* **Challenge**: Copy the records below, from the line containing "[locate] white car" through the last line; leave out pictures.

* **Supplied entries**:
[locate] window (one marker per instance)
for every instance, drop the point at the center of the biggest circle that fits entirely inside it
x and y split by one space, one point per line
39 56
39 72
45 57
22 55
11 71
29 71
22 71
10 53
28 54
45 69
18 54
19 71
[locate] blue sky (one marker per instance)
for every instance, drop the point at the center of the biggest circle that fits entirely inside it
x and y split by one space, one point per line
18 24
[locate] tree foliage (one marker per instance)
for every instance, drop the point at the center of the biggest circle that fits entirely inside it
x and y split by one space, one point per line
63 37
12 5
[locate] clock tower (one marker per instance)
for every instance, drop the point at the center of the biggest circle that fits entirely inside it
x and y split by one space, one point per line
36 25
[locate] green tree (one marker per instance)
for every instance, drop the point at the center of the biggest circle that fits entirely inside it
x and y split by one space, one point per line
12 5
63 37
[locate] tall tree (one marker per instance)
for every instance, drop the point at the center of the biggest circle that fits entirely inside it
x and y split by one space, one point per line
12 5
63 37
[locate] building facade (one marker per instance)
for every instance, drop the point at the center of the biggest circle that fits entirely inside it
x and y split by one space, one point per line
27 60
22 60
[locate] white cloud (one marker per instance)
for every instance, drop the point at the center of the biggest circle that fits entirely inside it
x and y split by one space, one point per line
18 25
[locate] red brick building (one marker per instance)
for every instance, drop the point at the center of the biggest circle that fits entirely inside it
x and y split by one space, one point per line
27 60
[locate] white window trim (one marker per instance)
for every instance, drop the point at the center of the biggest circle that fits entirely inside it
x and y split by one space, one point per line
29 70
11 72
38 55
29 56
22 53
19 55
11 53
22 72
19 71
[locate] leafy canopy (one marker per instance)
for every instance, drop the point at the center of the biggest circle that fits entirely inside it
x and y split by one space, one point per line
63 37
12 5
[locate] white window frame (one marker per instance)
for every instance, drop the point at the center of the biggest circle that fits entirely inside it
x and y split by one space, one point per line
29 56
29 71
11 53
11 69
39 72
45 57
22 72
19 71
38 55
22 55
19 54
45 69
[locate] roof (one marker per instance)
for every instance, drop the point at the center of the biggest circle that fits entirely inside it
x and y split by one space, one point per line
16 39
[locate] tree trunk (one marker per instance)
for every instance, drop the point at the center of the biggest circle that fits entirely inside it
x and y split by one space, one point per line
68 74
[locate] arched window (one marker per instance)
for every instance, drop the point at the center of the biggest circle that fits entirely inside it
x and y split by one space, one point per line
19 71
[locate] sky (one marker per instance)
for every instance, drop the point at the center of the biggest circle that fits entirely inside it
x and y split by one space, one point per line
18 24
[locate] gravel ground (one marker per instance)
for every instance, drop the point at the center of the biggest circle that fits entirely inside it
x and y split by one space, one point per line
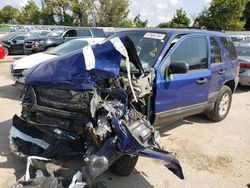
212 154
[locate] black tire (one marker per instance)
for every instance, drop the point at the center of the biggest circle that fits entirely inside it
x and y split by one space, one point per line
124 165
216 114
7 51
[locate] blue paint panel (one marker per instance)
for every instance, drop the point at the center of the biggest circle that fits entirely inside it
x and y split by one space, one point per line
69 71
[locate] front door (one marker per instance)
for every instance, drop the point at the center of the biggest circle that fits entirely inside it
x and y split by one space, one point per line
17 44
179 95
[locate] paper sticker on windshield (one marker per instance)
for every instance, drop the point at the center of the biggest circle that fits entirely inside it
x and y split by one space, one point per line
159 36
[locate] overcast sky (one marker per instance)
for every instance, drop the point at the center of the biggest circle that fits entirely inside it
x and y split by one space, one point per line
155 11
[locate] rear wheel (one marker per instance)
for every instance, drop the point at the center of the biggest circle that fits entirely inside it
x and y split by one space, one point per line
222 105
124 165
6 51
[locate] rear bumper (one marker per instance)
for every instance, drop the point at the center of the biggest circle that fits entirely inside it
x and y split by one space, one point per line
244 77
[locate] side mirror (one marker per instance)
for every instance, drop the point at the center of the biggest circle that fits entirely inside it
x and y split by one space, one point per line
178 67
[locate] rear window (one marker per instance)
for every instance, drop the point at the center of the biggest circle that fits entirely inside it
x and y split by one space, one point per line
229 46
243 51
98 32
83 32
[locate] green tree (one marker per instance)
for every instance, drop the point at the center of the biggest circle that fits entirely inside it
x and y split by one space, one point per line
246 16
164 25
30 14
57 12
9 14
137 22
109 13
222 15
180 19
81 10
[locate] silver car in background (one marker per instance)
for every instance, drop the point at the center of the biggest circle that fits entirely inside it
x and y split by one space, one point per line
244 58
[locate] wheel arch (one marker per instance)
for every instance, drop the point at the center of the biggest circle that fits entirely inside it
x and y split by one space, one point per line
231 84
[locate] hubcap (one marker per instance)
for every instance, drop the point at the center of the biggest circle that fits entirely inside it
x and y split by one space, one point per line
224 104
6 51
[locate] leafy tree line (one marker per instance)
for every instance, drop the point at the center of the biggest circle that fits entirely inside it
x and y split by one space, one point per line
219 15
106 13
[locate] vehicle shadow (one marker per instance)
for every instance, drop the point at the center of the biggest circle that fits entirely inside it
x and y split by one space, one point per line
10 92
134 180
242 89
190 120
7 159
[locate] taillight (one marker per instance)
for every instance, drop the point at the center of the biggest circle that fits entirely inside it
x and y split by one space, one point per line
245 65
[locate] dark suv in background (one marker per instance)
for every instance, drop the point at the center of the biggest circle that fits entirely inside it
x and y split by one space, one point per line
58 36
13 42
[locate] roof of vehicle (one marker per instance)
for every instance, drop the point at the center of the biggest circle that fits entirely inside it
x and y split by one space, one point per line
90 38
174 31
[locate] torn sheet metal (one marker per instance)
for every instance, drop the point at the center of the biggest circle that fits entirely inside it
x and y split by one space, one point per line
29 162
15 133
79 69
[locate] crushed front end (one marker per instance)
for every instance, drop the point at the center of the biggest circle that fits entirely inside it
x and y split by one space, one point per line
78 129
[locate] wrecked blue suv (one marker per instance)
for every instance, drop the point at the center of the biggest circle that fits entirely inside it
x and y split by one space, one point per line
99 105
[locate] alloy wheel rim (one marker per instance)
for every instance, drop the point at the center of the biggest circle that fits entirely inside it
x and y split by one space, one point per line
224 104
6 51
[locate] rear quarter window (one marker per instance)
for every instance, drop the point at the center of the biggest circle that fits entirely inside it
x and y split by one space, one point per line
83 32
98 32
229 46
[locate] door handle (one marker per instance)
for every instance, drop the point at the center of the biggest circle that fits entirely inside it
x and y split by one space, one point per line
201 81
221 72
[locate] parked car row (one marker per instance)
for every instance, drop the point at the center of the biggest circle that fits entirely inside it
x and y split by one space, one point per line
29 61
39 40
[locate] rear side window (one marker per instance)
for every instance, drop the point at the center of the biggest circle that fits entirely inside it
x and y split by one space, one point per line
83 32
228 44
70 33
20 37
98 32
192 51
215 51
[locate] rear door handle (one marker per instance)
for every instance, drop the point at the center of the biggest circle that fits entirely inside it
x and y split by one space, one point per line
201 81
221 72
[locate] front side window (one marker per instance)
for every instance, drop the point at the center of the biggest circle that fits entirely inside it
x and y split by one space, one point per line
148 45
193 51
228 44
20 37
215 51
70 33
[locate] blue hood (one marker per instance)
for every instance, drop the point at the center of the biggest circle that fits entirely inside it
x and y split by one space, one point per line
70 71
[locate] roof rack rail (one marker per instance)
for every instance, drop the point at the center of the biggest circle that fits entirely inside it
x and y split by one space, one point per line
202 28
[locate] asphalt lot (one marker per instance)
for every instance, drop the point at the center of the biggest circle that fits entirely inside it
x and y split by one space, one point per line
213 155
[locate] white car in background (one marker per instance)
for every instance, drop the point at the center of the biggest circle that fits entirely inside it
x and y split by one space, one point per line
20 65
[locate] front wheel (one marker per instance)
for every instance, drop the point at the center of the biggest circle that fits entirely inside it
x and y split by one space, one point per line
124 165
222 105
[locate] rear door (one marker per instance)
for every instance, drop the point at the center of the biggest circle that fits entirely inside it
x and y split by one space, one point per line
218 67
17 44
179 95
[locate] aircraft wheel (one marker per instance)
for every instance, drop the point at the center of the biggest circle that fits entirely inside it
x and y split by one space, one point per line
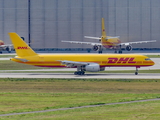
82 73
136 73
120 51
75 73
100 52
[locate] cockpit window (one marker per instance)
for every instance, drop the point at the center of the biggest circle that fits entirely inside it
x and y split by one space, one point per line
147 59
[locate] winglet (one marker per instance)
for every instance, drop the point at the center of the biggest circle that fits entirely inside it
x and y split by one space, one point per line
22 49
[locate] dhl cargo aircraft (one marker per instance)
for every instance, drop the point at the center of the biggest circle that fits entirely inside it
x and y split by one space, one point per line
5 47
83 62
108 42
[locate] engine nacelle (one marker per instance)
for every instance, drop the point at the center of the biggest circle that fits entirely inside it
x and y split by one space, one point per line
129 47
8 49
92 67
95 47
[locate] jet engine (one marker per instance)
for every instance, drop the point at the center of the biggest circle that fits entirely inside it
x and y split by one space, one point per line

* **Complete answer**:
[locate] white car in background (one marker per instance)
for every instance, drop the point at the center of the biggest circle that fits entirely inside it
x and y split by one space, one point per line
20 65
[locate] front wheel (one marker per instance)
for every instance, drop the point at the center of the biggest circle that fits entirely inside it
x and y split by one space, one point per line
124 165
222 105
[locate] rear door (one marker per instance)
for every instance, drop the point at the center of the biggest circle that fits entirely inside it
x and y split by one space, one point per line
218 67
17 44
179 95
[locate] aircraft wheel (one marker per instance)
for every instance, drop the point at the center of the biggest circle that fits entirely inside it
x and y split by one space, one point per line
82 73
136 73
120 51
75 73
100 52
[locate] cockpit window (one marker per instance)
for every instance, drop the point at the center of the biggest circle that fits entirely inside it
x and y split by one space, one point per line
147 59
[locate] winglet (one marker per instance)
for every instance, drop the point at the center of the biggest circle that fits entirely inside it
x and y split by one space, one point per line
22 49
[locate] dhl cargo aircraft (one marker per instance)
for every instance, drop the point at the center of the biggest circle that fits entirely inside it
x and y split by one space, one point per line
5 47
83 62
108 42
[locate] engine nacelle (one marker per instance)
for every instance, drop the point at the center of the biggest circle that fits entirely inside it
x and y split by one space, one point per line
129 47
8 49
92 67
95 47
[locate] jet engine (one marker per instance)
for every instance, drop the point at the center of the biggest circle that fits entirely inside it
x and y split by one space, one point per line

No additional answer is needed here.